-- Start of INPUT ROWS --
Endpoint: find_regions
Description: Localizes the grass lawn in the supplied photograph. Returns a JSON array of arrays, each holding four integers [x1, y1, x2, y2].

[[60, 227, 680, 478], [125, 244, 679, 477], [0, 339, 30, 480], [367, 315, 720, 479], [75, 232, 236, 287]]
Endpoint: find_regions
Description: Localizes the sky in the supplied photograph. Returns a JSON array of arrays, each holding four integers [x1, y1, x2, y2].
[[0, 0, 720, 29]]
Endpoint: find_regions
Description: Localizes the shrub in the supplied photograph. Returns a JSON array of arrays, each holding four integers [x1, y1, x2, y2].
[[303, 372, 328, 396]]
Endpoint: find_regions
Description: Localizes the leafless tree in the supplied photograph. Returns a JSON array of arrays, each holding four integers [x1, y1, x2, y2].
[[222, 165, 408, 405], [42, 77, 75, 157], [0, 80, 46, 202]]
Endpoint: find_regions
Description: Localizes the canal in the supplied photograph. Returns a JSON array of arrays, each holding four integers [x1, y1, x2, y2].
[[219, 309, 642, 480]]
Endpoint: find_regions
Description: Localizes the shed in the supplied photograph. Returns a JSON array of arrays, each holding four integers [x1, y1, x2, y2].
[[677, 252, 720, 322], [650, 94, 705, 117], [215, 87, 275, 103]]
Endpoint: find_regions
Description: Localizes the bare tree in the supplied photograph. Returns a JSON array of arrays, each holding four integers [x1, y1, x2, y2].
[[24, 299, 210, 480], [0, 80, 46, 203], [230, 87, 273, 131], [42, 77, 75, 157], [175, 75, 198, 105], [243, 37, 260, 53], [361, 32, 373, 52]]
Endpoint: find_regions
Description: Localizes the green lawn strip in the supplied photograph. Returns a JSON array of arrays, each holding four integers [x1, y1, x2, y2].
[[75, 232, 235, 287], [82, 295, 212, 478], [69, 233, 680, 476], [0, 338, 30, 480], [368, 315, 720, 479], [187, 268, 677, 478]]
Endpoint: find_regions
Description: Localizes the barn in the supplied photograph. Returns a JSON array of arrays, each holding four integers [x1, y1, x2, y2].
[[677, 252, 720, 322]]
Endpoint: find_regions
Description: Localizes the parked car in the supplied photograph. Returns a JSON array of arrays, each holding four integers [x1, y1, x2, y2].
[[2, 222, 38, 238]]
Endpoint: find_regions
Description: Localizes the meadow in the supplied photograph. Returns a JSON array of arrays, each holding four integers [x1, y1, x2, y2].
-- End of INPUT ROWS --
-- Start of INPUT ROWS --
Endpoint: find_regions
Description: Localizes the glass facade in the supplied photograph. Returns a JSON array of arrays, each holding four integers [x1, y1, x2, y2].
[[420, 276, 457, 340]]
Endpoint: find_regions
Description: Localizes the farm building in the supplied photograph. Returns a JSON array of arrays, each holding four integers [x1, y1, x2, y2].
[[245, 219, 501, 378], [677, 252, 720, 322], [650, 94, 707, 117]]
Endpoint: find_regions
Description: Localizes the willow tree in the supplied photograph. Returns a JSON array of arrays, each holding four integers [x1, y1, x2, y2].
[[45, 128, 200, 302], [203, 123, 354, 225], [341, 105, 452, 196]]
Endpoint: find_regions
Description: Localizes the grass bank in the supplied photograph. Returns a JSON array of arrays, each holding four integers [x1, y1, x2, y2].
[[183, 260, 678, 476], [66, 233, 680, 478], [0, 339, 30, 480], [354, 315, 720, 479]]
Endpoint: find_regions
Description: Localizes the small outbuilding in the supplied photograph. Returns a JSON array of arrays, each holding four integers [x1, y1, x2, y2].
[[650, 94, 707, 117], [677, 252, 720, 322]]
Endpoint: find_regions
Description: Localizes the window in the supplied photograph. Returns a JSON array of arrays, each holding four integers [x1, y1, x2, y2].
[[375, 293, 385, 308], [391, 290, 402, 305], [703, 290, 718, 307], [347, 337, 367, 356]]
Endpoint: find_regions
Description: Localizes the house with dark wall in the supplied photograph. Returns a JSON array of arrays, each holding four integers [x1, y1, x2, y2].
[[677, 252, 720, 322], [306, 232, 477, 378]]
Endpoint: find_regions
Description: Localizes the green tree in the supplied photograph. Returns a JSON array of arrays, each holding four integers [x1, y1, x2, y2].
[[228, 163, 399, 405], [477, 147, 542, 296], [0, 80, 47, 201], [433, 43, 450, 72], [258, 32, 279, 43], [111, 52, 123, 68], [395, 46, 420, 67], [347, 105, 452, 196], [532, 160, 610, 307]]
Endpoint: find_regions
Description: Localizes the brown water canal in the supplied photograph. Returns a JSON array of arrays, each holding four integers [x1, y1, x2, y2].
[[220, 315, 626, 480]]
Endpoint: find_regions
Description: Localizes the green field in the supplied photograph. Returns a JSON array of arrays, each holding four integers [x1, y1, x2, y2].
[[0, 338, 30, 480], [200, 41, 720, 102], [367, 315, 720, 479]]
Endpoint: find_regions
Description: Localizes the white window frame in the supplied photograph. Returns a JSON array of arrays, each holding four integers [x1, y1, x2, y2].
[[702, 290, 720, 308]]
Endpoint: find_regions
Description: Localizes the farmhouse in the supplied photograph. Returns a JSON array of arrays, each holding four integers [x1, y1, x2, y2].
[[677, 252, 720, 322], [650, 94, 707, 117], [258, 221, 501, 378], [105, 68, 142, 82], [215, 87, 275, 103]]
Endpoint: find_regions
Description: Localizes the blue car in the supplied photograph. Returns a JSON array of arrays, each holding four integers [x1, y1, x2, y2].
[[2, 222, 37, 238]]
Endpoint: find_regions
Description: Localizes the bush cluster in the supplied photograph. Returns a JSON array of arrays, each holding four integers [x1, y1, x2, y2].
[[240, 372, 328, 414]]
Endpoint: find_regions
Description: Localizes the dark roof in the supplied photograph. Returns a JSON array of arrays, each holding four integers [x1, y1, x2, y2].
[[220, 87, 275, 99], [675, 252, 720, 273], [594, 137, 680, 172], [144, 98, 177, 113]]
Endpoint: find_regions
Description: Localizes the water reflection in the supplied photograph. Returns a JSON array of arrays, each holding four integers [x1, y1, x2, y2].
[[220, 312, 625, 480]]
-- End of INPUT ROWS --
STATED TASK
From the listing above, pull out each line that contains the string "water" and copy those lines in full.

FINAL RESULT
Description: Localizes the brown water canal in the supplied photograph. Returns a JSON array of arrays, each holding four integers [x1, y1, x2, y2].
Description: Localizes the water reflection in the supplied photograph. Returns a JSON array of arrays, each holding four integers [x1, y1, x2, y2].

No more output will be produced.